My week this week began with a rejection letter from a literary journal to whom I’d sent my latest short story. They emailed it at 9:18 a.m. on Monday.

A second rejection letter from another journal for the same story arrived at a more congenial time: Tuesday at 1:30 p.m.

A few years ago I would have been crushed. I’d dabbled in writing fiction for fifteen years and been devastated the two or three times I had the nerve to submit something and got rejected. Enough to crawl into a hole and not write again for a very long time.

This time I actually feel invigorated by these rejection letters. I look at it like, “Oh, goodie, now I can send the story to Journal C and Journal D.”

Something’s happened in the past year. I don’t know what, but I feel very committed to making it work this time and know I’m on the right track. I think about my creative writing professor who told us it took him seven years to get published. And he’s really, really good. Brilliant. I know my story is good. Not brilliant. But it works. My readers and writing group back me up on this. It’s a matter of finding the right place for the story, at the right time.

My mantra this week is another thing my creative writing professor told us: persistence, persistence, persistence.

“Some of you in this room are ready to be published now,” he told us. “You’re just going to have to keep the faith and keep writing, no matter what, because it probably won’t happen right away.”

In the meantime, last fall I started playing alto saxophone and singing in an eight-piece soul/ska/reggae-beat/R&B band. Our horn section is all-female. Being in a band like this is something I’ve fantasized about since dancing around to and singing with the B-52’s in my living room in the Eighties. Writing stories and playing music are things I loved doing when I was a kid. I don’t know where it’s all leading now. But I don’t care.

* _Material supplied_
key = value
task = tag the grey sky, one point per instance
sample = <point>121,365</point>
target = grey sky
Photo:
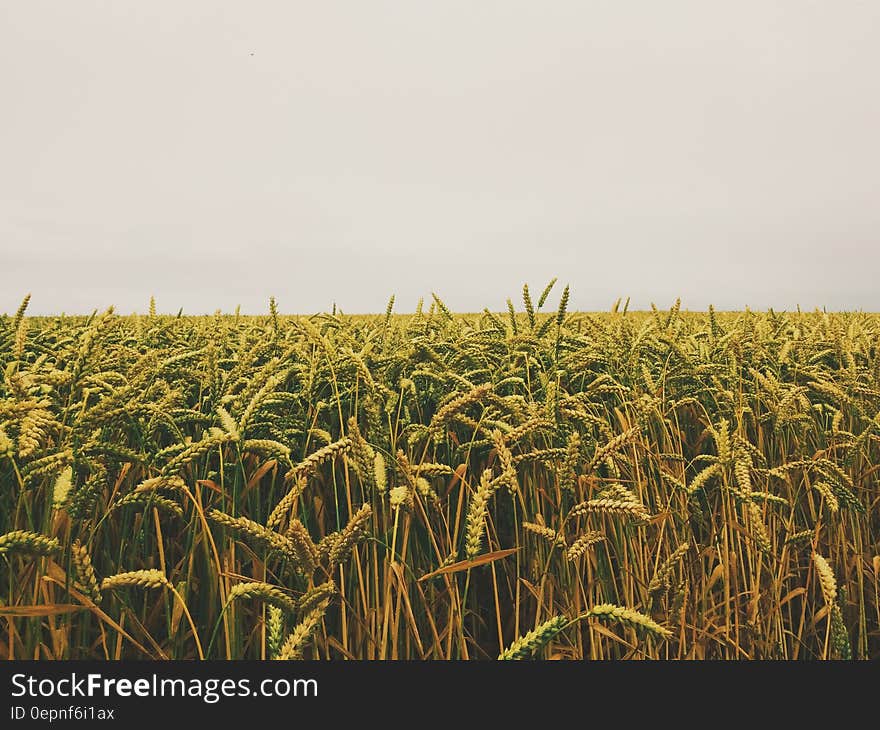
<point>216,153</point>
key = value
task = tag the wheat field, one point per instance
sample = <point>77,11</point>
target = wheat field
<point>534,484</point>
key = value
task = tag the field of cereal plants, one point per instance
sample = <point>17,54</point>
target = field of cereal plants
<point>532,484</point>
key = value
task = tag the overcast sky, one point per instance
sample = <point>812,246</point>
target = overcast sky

* _Exercise requirements_
• A. Answer these questions about the post on rejection letters:
(i) At what time on Monday was the first rejection letter emailed?
(ii) According to the creative writing professor, how long did it take him to get published?
(iii) What instrument does the writer play in the band?
• B. Reproduce the listing verbatim from its first line through the line that contains "<point>534,484</point>", with the pictures left out.

* _Correct answers_
• A.
(i) 9:18 a.m.
(ii) Seven years.
(iii) Alto saxophone.

• B.
key = value
task = tag the grey sky, one point per instance
sample = <point>121,365</point>
target = grey sky
Photo:
<point>216,153</point>
key = value
task = tag the wheat field, one point per instance
sample = <point>77,11</point>
target = wheat field
<point>534,484</point>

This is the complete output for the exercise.